◆ TASK PROMPT
Turn the stretch of the material below, from the line containing "Guideline: mark the red and" through the line containing "[[114, 307]]", into a numbered list, leaving out any blank lines.

## Start DATA FOR PROCESSING

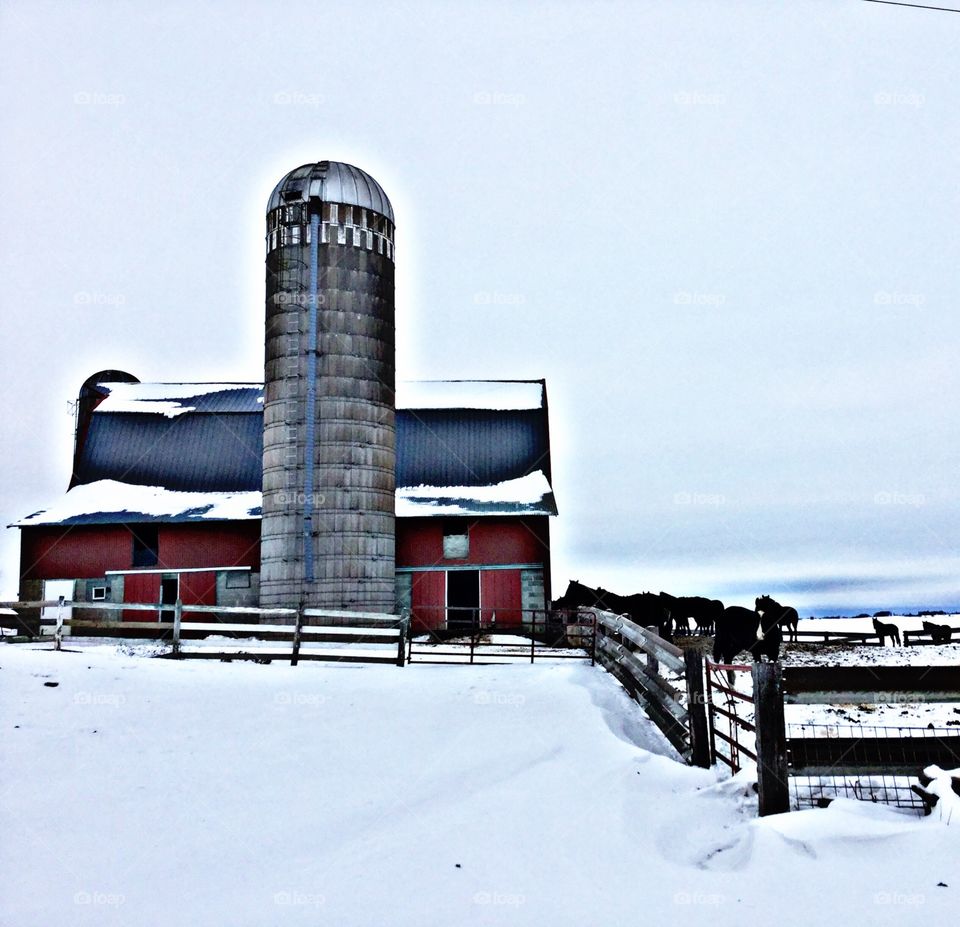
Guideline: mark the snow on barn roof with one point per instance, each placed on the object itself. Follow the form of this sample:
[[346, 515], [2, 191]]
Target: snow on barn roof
[[109, 501], [194, 451], [527, 495], [470, 394], [172, 399]]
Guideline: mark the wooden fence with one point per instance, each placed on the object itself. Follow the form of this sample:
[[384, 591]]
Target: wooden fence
[[295, 638], [635, 655]]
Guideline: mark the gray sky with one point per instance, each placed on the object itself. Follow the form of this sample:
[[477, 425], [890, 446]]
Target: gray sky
[[726, 234]]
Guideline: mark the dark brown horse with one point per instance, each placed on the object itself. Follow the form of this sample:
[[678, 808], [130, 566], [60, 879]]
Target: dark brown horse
[[644, 608], [785, 615], [740, 629], [886, 630], [939, 633]]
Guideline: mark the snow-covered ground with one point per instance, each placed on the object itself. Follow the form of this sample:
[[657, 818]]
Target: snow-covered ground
[[139, 791]]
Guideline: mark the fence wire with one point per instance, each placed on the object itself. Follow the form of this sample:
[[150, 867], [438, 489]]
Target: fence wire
[[875, 763]]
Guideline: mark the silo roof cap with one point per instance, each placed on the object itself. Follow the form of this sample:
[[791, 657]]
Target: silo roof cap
[[332, 182]]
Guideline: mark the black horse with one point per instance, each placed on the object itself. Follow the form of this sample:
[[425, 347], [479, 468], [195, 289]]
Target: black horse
[[939, 633], [703, 611], [740, 629], [786, 616], [885, 630], [644, 608]]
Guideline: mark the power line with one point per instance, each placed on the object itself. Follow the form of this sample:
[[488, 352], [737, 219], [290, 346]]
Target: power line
[[916, 6]]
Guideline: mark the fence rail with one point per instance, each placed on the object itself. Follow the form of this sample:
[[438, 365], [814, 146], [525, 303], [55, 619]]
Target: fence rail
[[634, 654], [812, 753], [726, 724], [307, 626]]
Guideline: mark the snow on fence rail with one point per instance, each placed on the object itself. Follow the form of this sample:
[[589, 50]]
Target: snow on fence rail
[[816, 753], [307, 626], [634, 654]]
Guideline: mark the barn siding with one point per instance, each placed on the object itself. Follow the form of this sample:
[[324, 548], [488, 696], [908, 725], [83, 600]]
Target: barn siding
[[492, 541], [141, 587], [500, 597], [429, 597], [88, 551], [80, 552]]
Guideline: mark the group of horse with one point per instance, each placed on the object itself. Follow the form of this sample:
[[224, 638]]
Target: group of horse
[[735, 629]]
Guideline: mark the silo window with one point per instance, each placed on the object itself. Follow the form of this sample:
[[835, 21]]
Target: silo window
[[456, 539], [236, 579]]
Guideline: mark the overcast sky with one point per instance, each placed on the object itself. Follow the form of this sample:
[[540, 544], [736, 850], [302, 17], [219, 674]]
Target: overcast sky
[[725, 233]]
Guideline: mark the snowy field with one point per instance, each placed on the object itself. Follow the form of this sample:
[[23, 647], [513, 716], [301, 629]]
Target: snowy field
[[140, 791]]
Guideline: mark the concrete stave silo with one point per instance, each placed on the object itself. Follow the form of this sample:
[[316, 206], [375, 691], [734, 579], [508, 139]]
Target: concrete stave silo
[[328, 533]]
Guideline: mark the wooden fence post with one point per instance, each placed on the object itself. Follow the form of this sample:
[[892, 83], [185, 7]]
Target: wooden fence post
[[697, 708], [653, 664], [404, 630], [772, 772], [177, 616], [295, 654], [58, 636]]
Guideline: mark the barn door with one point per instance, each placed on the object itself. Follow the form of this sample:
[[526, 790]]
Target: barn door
[[463, 598]]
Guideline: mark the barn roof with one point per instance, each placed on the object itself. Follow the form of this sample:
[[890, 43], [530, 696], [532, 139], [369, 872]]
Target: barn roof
[[463, 447]]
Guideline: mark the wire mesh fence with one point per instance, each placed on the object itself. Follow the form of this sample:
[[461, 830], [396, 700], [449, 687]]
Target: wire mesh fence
[[876, 763]]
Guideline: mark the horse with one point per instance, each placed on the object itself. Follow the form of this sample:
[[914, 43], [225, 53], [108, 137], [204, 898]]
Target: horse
[[740, 629], [643, 608], [886, 630], [939, 633], [786, 615], [703, 611]]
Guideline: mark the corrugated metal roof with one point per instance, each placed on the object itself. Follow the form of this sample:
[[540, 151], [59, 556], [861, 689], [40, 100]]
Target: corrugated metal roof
[[469, 447], [209, 438], [192, 452]]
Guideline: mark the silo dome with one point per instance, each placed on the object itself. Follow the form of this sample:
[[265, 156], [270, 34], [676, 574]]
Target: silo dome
[[333, 182]]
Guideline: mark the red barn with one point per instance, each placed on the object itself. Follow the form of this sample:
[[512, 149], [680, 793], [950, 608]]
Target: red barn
[[164, 499]]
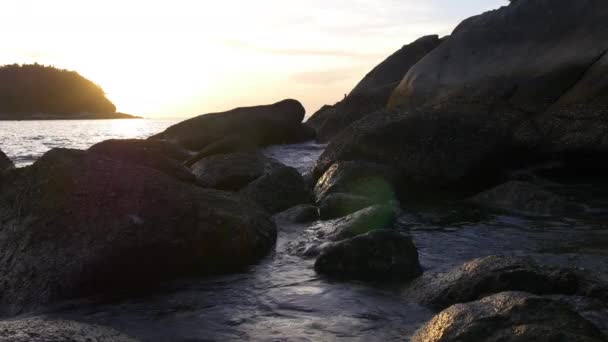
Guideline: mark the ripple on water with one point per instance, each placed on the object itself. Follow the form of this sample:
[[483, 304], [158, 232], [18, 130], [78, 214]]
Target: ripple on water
[[282, 298]]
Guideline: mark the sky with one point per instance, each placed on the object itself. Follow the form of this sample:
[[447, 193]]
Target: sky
[[180, 58]]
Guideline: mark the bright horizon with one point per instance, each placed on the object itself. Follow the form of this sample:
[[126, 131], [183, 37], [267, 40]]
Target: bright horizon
[[185, 58]]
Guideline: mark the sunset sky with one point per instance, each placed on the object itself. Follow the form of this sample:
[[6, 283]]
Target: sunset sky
[[182, 58]]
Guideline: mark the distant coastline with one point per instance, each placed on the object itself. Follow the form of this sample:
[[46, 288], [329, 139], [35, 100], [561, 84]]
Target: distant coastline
[[39, 92], [81, 116]]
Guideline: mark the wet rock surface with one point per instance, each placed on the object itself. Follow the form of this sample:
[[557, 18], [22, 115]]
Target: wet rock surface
[[278, 190], [316, 237], [509, 316], [303, 213], [76, 223], [45, 330], [338, 205], [232, 171], [377, 255], [482, 277], [257, 126], [371, 180], [5, 162], [159, 155], [527, 198], [373, 91]]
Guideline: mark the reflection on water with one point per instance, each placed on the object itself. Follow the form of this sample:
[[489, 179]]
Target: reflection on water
[[282, 298], [25, 141]]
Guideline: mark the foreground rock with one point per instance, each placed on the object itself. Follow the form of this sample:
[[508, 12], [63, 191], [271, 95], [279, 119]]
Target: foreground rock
[[233, 171], [377, 255], [482, 277], [256, 126], [278, 190], [5, 162], [505, 89], [373, 92], [303, 213], [76, 223], [272, 185], [338, 205], [159, 155], [509, 316], [526, 198], [318, 236], [43, 330], [371, 180]]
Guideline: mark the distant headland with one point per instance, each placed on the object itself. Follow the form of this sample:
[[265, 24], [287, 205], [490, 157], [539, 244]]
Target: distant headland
[[39, 92]]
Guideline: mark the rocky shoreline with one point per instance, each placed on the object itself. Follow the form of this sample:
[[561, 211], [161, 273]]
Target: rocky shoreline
[[493, 118]]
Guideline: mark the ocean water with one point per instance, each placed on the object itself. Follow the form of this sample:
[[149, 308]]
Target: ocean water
[[25, 141], [281, 298]]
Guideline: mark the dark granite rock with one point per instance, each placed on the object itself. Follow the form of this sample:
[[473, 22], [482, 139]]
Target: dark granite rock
[[373, 91], [526, 198], [78, 223], [258, 126], [509, 317], [46, 330], [482, 277], [159, 155], [377, 255]]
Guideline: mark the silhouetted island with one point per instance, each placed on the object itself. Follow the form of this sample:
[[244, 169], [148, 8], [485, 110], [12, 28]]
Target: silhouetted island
[[38, 92]]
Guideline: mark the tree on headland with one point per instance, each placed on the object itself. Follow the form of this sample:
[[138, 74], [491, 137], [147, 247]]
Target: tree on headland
[[35, 88]]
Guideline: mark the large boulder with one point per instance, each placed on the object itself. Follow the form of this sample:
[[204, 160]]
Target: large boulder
[[314, 239], [339, 204], [77, 223], [517, 85], [526, 198], [159, 155], [485, 276], [303, 213], [544, 59], [278, 190], [371, 180], [509, 317], [373, 91], [233, 171], [431, 152], [257, 126], [5, 162], [377, 255], [45, 330]]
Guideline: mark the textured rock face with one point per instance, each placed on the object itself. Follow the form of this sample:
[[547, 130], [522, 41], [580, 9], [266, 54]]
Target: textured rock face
[[482, 277], [255, 126], [76, 223], [5, 162], [377, 255], [272, 185], [518, 85], [232, 171], [373, 91], [526, 198], [338, 205], [430, 152], [506, 317], [159, 155], [303, 213], [371, 180], [314, 239], [546, 59], [278, 190], [42, 330]]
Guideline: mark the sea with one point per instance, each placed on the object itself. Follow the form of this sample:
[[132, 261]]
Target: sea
[[281, 298]]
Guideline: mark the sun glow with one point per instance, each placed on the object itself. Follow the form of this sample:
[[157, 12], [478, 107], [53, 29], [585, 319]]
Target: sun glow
[[186, 57]]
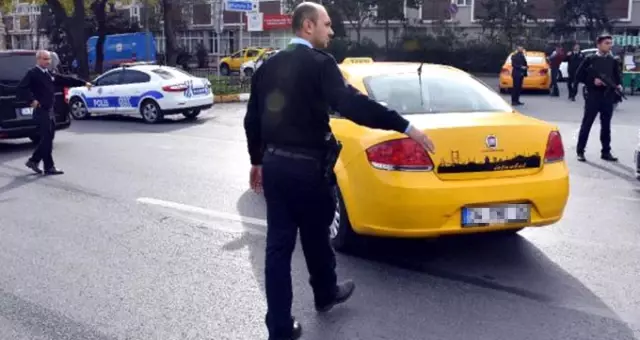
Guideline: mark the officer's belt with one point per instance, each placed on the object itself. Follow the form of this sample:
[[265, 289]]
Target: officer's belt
[[296, 153]]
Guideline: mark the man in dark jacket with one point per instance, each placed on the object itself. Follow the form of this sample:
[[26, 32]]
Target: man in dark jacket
[[574, 59], [519, 71], [38, 88]]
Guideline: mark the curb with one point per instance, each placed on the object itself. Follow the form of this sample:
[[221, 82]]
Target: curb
[[231, 98]]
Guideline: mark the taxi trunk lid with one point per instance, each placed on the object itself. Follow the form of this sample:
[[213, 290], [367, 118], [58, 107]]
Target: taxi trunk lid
[[484, 145]]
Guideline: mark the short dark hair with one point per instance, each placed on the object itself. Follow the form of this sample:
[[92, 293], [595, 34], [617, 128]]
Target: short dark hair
[[603, 37], [304, 11]]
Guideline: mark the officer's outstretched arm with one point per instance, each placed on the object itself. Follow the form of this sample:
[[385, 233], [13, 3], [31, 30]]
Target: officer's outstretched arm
[[354, 105], [252, 122]]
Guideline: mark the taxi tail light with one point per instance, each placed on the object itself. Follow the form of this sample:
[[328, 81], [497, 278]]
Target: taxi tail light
[[400, 155], [555, 148], [174, 88]]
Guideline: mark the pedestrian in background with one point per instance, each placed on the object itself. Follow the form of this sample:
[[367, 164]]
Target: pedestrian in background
[[293, 153], [519, 69], [600, 97], [555, 59], [38, 87], [574, 59]]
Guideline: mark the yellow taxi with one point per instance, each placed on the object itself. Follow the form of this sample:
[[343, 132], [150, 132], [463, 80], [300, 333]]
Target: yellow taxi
[[233, 62], [538, 75], [494, 169]]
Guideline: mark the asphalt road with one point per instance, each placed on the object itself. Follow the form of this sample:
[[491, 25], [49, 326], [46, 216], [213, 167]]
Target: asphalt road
[[153, 234]]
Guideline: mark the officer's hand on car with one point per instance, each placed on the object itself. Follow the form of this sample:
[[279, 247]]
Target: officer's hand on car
[[255, 178], [422, 139]]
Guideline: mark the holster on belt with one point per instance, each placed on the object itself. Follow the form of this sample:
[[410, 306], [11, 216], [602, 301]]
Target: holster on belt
[[333, 147]]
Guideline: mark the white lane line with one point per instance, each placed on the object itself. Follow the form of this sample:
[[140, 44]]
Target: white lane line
[[202, 211]]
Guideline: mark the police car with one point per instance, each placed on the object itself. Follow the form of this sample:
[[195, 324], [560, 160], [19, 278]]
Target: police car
[[147, 90]]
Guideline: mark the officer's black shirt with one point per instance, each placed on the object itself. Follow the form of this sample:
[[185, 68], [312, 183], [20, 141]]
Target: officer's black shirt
[[595, 65], [518, 60], [291, 97], [40, 84]]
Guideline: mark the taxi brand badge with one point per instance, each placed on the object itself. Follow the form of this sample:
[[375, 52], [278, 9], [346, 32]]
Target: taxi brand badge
[[491, 141]]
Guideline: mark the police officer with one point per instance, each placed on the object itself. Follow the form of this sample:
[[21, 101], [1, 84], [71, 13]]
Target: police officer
[[574, 59], [38, 87], [601, 98], [289, 138], [519, 71]]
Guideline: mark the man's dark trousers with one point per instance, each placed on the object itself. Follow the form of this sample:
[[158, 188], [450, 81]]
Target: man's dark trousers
[[555, 74], [517, 88], [46, 130], [597, 102], [298, 197]]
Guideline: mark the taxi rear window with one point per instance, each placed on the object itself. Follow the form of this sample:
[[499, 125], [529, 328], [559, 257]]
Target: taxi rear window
[[164, 74]]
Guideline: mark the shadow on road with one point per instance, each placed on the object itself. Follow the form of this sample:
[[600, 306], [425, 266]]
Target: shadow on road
[[126, 124], [481, 287]]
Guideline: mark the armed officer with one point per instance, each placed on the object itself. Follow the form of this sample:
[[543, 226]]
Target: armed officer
[[595, 72], [292, 150], [519, 71]]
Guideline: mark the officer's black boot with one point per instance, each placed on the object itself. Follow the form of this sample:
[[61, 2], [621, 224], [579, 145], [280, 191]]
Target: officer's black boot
[[343, 293]]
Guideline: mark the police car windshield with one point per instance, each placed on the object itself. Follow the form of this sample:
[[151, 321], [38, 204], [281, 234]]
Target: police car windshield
[[14, 66], [444, 92]]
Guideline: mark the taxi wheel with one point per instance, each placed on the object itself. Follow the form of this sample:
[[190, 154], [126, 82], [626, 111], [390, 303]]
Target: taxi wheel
[[191, 114], [224, 69], [77, 109], [151, 112], [342, 236]]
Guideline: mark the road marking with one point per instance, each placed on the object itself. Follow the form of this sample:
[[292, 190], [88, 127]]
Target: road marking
[[202, 211]]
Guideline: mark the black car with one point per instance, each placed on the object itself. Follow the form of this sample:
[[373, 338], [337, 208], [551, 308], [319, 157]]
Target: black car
[[16, 116]]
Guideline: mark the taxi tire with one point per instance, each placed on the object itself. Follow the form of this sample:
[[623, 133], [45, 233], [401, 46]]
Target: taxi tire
[[346, 239], [159, 116]]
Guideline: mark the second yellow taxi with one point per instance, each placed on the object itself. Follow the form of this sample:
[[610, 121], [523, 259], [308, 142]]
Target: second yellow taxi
[[494, 169]]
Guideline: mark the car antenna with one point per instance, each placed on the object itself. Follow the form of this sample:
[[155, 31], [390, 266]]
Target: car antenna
[[420, 82]]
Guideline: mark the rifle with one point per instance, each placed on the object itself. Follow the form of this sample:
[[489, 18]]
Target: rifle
[[608, 82]]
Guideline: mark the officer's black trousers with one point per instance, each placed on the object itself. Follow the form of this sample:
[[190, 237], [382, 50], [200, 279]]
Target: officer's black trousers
[[298, 197], [597, 102], [517, 88], [46, 130]]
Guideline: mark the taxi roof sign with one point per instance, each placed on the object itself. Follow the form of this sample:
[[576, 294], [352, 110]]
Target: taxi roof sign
[[361, 60]]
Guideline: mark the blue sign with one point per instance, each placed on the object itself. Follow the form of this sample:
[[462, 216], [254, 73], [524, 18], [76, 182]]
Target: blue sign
[[241, 6]]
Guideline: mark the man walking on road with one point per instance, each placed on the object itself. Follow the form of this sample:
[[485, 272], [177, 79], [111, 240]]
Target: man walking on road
[[601, 98], [293, 153], [574, 59], [38, 88]]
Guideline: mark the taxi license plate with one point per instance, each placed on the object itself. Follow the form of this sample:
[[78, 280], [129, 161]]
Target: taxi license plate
[[496, 215], [25, 111]]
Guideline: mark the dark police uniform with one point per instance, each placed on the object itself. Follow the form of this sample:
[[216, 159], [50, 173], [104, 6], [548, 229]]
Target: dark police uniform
[[519, 71], [39, 84], [573, 62], [599, 99], [287, 124]]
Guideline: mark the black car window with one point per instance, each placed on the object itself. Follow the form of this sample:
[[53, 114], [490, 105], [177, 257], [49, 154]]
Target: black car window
[[13, 67], [135, 77], [112, 78]]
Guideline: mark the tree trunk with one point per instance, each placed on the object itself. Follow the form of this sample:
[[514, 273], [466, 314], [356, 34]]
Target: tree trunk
[[169, 34], [99, 10]]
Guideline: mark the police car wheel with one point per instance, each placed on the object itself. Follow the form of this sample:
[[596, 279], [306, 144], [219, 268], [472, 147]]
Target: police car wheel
[[191, 114], [77, 109], [342, 236], [150, 111]]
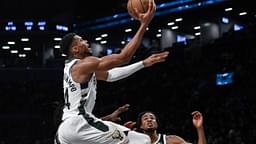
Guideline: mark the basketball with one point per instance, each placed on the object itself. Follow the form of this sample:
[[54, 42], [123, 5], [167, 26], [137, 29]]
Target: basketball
[[140, 5]]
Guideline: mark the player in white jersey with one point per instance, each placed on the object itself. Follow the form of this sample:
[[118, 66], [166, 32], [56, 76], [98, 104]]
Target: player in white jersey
[[147, 123], [81, 73]]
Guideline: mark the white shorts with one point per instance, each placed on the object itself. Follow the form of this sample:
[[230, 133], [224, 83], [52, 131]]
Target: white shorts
[[77, 130]]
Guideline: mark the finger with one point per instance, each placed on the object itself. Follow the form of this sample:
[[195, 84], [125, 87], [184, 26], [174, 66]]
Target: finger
[[194, 112]]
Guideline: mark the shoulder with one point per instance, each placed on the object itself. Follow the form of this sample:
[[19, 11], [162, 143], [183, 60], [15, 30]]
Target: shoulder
[[174, 139]]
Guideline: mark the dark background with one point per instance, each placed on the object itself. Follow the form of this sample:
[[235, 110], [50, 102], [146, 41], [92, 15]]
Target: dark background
[[31, 91]]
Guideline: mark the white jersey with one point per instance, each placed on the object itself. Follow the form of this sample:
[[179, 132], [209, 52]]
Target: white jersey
[[79, 98], [80, 126], [161, 139]]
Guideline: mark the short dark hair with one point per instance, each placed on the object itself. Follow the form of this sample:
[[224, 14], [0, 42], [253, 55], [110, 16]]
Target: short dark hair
[[138, 122], [66, 42]]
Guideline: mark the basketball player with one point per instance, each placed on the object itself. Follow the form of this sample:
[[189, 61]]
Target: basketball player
[[81, 73], [147, 123]]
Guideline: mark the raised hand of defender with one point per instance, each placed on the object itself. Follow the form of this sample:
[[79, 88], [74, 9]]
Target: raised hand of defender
[[147, 16], [197, 119], [115, 116], [155, 58]]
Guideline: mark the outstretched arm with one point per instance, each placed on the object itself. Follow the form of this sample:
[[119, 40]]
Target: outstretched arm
[[83, 69], [198, 124], [125, 71], [115, 116]]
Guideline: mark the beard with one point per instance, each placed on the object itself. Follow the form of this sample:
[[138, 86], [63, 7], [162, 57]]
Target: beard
[[149, 130]]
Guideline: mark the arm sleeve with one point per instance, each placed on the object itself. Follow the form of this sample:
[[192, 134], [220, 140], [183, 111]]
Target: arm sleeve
[[123, 72]]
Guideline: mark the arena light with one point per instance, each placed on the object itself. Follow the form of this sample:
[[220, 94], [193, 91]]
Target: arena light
[[27, 49], [28, 25], [41, 25], [5, 47], [10, 26], [11, 42], [61, 28], [225, 20], [24, 39]]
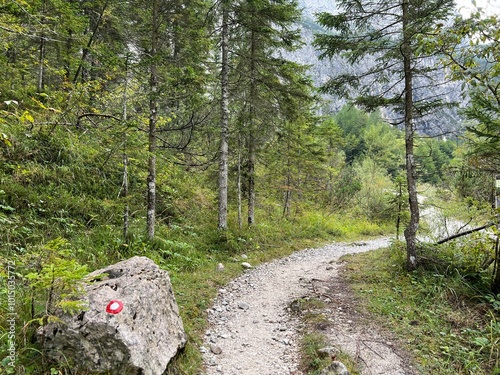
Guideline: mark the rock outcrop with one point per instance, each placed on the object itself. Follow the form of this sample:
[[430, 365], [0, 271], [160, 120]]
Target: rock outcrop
[[132, 325]]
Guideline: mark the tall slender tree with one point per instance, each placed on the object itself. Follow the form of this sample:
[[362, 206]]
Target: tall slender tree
[[265, 30], [224, 119], [382, 39]]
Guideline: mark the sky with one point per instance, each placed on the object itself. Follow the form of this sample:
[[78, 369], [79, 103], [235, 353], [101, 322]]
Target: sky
[[490, 6]]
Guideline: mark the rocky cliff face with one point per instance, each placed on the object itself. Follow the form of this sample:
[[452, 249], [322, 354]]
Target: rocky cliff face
[[444, 121]]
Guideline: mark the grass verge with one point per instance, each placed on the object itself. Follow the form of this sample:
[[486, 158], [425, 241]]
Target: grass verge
[[447, 320]]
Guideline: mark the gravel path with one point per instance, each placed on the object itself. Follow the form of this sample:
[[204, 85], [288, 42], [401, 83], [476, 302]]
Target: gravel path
[[253, 332]]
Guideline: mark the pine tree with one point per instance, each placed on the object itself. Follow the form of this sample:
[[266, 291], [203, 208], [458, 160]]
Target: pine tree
[[383, 41], [265, 29]]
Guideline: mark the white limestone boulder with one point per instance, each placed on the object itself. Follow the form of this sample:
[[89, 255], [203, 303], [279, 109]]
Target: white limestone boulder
[[132, 325]]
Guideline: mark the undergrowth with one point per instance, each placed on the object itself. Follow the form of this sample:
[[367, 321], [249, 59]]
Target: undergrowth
[[443, 311], [47, 272]]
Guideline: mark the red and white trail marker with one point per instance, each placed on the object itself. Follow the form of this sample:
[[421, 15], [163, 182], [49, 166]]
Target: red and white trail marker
[[114, 307]]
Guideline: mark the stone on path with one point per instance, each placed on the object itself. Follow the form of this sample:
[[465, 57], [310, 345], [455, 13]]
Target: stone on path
[[132, 325]]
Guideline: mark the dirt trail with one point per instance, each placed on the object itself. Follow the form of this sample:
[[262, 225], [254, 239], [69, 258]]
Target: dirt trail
[[255, 332]]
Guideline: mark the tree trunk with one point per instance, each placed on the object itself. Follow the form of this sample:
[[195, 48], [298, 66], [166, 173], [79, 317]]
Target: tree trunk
[[41, 56], [251, 180], [495, 285], [411, 230], [251, 133], [125, 158], [240, 214], [223, 152], [153, 114]]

## End DATA FOR PROCESSING

◆ TASK SOLUTION
1. Guideline: mark the red and white trail marker with one point per instance, each placed on the object itself. Follow the form of this sample:
2. [[421, 15], [163, 182], [49, 166]]
3. Target: red and white trail marker
4. [[114, 307]]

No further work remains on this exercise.